Can you write out all the rows below again, switching every "pin" to "marker" and leaving everything else unchanged?
★ ★ ★ ★ ★ ★ ★
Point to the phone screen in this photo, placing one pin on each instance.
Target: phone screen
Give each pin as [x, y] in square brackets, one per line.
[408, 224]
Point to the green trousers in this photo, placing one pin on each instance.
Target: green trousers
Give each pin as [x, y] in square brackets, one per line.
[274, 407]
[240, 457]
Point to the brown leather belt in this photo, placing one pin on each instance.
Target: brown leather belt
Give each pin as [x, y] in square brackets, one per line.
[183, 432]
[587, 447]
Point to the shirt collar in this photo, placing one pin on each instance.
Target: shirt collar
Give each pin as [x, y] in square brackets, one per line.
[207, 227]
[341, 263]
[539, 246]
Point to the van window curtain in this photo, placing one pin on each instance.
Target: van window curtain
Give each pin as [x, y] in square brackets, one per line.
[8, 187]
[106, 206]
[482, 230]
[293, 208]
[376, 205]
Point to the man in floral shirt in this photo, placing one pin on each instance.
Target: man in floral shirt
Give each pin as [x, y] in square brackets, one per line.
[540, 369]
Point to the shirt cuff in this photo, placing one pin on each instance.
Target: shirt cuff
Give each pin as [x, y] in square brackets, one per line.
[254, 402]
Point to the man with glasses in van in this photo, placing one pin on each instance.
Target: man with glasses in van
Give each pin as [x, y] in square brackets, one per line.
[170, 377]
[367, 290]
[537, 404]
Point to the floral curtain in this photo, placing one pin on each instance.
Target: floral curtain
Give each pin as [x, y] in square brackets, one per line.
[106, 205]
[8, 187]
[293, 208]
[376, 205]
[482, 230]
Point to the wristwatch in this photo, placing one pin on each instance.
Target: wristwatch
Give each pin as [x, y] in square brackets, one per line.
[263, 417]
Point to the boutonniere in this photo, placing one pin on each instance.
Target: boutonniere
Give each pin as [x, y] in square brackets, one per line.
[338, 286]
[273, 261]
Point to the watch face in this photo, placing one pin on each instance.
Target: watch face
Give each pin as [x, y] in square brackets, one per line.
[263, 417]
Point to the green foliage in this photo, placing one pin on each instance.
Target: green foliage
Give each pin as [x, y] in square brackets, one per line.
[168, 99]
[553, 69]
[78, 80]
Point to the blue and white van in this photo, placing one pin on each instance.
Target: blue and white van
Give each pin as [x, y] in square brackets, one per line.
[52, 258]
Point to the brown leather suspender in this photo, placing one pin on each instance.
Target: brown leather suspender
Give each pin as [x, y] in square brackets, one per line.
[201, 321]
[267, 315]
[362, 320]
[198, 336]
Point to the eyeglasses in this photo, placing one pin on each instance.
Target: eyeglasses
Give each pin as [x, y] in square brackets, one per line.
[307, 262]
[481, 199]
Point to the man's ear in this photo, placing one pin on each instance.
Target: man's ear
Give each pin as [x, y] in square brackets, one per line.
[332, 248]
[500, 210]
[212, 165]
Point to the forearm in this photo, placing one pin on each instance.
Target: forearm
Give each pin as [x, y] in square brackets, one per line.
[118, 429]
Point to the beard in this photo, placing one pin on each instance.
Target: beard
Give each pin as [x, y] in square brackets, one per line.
★ ★ ★ ★ ★ ★ ★
▶ Completed exercise
Point to the phone screen in this photo, placing one marker on each instance.
Target: phone screen
Give each marker as [x, y] in square brackets, one per line.
[408, 224]
Point to the green trousers in this photo, placing one marker on each instance.
Target: green trousers
Give each marker as [x, y] in square brackets, one per line.
[274, 407]
[240, 457]
Point to the brown leather belt in this photo, placing one marker on each instance.
Target: brown leather belt
Give each marker as [x, y] in square brackets, one per line.
[183, 432]
[587, 447]
Point to the shirt collar in this photo, placing one marker on each instance.
Target: shirt collar
Give each marker as [x, y] in square brackets, one per line.
[207, 227]
[341, 263]
[539, 246]
Point to the van window curtain in this photo, placing one marker on each instance.
Target: van window curtain
Give each marker as [x, y] in square brackets, one per line.
[8, 187]
[106, 206]
[482, 230]
[293, 208]
[376, 205]
Point to the man in floral shirt in this photo, placing one marker on each instance.
Target: man in floral shirt
Give each marker as [x, y] in square brackets, one per line.
[540, 369]
Point to the shirt cuff in this photo, placing one marker on each instance.
Target: shirt cuff
Give each marker as [x, y] in square brackets, one per line.
[254, 402]
Point to the man with glasses in van in this photo, placing one marker on each instance.
Target: man with glasses in van
Give each marker as [x, y] in square brackets, one per line.
[170, 377]
[367, 290]
[537, 404]
Point to the floral curtain in this photo, placing one marker on each instance.
Target: floral curtain
Give each marker as [x, y] in square brackets, one per line.
[106, 205]
[8, 187]
[293, 208]
[376, 205]
[482, 230]
Point to the wristwatch in this photo, placing one marker on each instance.
Target: wristwatch
Give each marker as [x, y] in square brackets, one per line.
[263, 417]
Point to the boutonniere in this photo, placing one marker on each instance.
Target: boutonniere
Give each marker as [x, y] in square brackets, one per line.
[338, 286]
[273, 261]
Point to the watch face in this photo, placing one marker on each instance.
Target: watch face
Give each marker as [x, y] in square brackets, one per line.
[263, 417]
Point to the green foliage in this photo, placing one marker on each instance.
Target: green foliage
Give each marker as [x, y] in square brackets, one per line.
[168, 99]
[553, 69]
[78, 80]
Point to the blue and white van in this photo, placing one marker on each instance.
Target: blue and white van
Give each marker as [x, y] in square brackets, one per line.
[52, 258]
Point to the brown leather suspender in this photo, placing one marker on each instance.
Target: brown leather suspender
Give each marker as [x, y] in square brackets, one per line.
[201, 321]
[267, 315]
[362, 320]
[198, 336]
Point to the eyeglasses in this photo, placing one marker on each instance.
Target: eyeglasses
Give each marker as [x, y] in square brackets, one per line.
[307, 262]
[481, 199]
Point to the man's ear in this photo, placing one marker on each instance.
Target: man's ear
Give each marker as [x, y] in square brackets, one per line.
[332, 248]
[500, 210]
[212, 165]
Point to the forearm in this photo, placing one marker on each instance.
Target: forearm
Give each marker as [x, y] in square brackets, one per line.
[118, 429]
Point to the beard in this photo, placing one marker on each instance.
Target: beard
Give each marker as [x, y] in square brackets, one per line.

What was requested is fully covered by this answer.